*** SOURCE PASSAGE Section Begins ***
Considerations in apply the Semantic Differential Technique

Semantic differential (SD) has been widely used to measure attitudes since Osgood et al. (1957) proposed this method in the 1950’s. Its broad application is attributable to its relative low entry barrier in terms of requisite training and costs. However, like most of the other methods, there are considerations and issues for using it properly and for deploying it where it is useful. This post is to discuss some of these considerations and issues.
One of the most important things to consider is culture, especially when SD involves emotive evaluations. The empirical research Scherer and Wallbott (1994) conduct with data from 37 countries does not focus on SD per se, but it finds a “high degree of universality of differential emotion patterning and important cultural differences in emotion elicitation, regulation, symbolic representation, and social sharing.” (326) It suggests that culture plays a certain role in some dimensions regarding emotions. However, they are also careful in postulating whether some emotions might be unique to a certain culture. On the other hand, Al-Hindawe (1996) cites a study by Furuya-Nakajima and Vogt (1990), which finds significant cultural difference in how “ambition” and “self-confidence” are considered differently in Japan compared to Western cultures. Al-Hindawe (1996) also indicates gender as a potential variable influencing how traits are evaluated.
Additionally, Bradley and Lang (1994) caution that relying on a verbal rating system makes the technique difficult to use in non-English speaking countries and in populations not linguistically sophisticated (e.g., children or people with linguistic disorders.) There are other studies in the literature that concur this critique (e.g., Heise 1970). Bradley and Lang (ibid.) study a picture-oriented instrument called the Self-Assessment Manikin (SAM) and find it easier to administer than the traditional SD and overcoming some of the said pitfalls.
Are emotions suitable traits to use in SD? There are several sub-issues under the “emotion” umbrella. For example, how do we define “emotion?” Morgan & Heise (1988: 19-20) distinguish pure emotion (“internal, mental feeling whose focus is solely on affect”) from traits (e.g., trustworthy, warmhearted), physical states (e.g., sleepy, droopy), and cognitive states (e.g., alert, confused). However, in some cultures and contexts, some of these traits, physical states, or cognitive states may imply some emotional state. For example, sleepiness might indicate emotional detachment. In other words cultural and emotional considerations can be intertwined.
*** SOURCE PASSAGE Section Ends ***
#### WORK TASK
Continue the post on applying the semantic differential technique, picking up after its final sentence.
*** SOURCE MATERIAL Section Begins ***
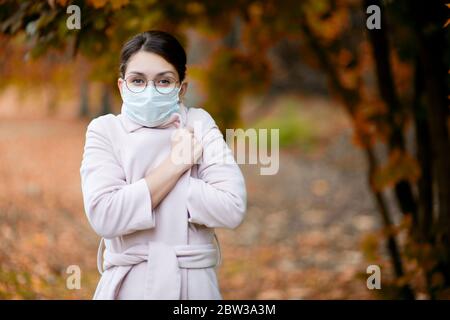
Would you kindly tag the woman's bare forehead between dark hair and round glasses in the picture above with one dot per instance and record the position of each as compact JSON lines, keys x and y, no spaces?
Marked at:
{"x":150,"y":64}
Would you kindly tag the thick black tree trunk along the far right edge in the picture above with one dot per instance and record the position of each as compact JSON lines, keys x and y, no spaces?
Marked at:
{"x":432,"y":42}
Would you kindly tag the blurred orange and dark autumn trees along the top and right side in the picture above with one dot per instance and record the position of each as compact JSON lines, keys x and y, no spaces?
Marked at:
{"x":392,"y":83}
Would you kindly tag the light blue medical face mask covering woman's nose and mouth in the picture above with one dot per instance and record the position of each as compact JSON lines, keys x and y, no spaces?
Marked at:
{"x":149,"y":107}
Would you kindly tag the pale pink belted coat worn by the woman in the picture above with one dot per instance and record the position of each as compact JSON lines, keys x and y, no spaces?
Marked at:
{"x":167,"y":252}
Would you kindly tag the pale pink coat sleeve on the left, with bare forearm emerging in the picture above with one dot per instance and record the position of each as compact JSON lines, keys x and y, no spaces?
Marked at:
{"x":113,"y":206}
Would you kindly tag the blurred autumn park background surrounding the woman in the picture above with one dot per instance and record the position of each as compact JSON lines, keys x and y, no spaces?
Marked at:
{"x":363,"y":116}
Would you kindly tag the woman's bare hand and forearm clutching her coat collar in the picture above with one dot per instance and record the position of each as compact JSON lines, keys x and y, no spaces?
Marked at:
{"x":185,"y":152}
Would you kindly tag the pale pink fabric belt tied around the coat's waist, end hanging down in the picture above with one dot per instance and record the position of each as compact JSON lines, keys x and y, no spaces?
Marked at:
{"x":163,"y":275}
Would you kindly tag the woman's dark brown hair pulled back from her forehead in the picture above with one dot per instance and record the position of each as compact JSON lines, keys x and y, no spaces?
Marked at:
{"x":158,"y":42}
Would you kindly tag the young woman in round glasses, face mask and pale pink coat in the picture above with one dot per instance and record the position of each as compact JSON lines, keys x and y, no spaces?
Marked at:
{"x":153,"y":187}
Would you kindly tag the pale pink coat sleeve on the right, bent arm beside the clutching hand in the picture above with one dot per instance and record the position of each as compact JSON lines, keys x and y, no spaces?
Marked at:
{"x":218,"y":197}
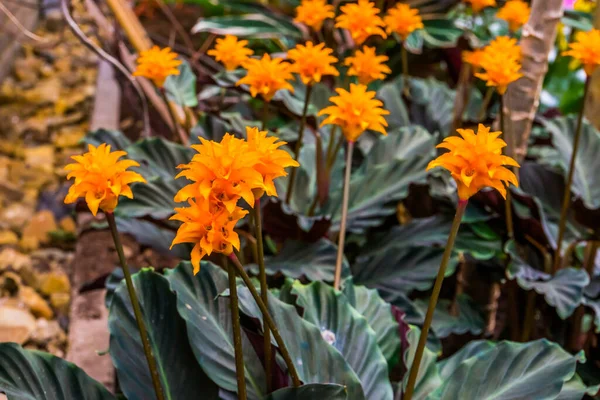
*** SOURCE MATERIAL Section Ends ***
#### SOLVED EXERCISE
Another sub-issue related to emotion is when to use emotional traits in SD. I find two lines of research with bearing on this topic: Vergara et al. (2007) argue that commercial products are “bearers of users’ feelings” (9), so tools as mundane as hammers can be considered “emotional designs” as well and be potential candidates for studying with the SD. The other relevant study I find is by Allen et al. (1992), who find emotive reports and attitudinal judgments can be complementary in their study on behavioral predictors. For example, they think products that evoke nostalgic experience are good candidates for benefiting from taking emotions into account.
Other than cultural considerations and applicability of emotional traits, there are other methodological issues in using SD as well. For example, Bradley and Lang (ibid.) critique that using the SD technique involves analyzing a large database that requires statistical expertise such as factor analysis. Moreover, how do we know what people mean by choosing zero on the scale? It seems to me it could mean indifference, not applicable, don’t know, and refuse to answer (for whatever reason). Furthermore, we also need to consider potential threats to validity of what we measure with the SD instrument. For example, Heise (ibid.) suggest social desirability might plague participants’ responses.
In conclusion, SD is applicable in many contexts and situations, but we need to be aware of the potential issues that might compromise its usefulness. To deploy the method wisely, we also need to keep up with the methodological development of this method becomes more sophisticated.

References

  1. Al-Hindawe, J. 1996. Considerations when constructing a Semantic Differential Scale. Bundoora Victoria, AU: LaTrobe University.
  2. Allen, C.T., K.A. Machleit, and S.S. Kleine. 1992. A Comparison of Attitudes and Emotions as Predictors of Behavior at Diverse Levels of Behavioral Experience. Journal of Consumer Research 18: 493-504.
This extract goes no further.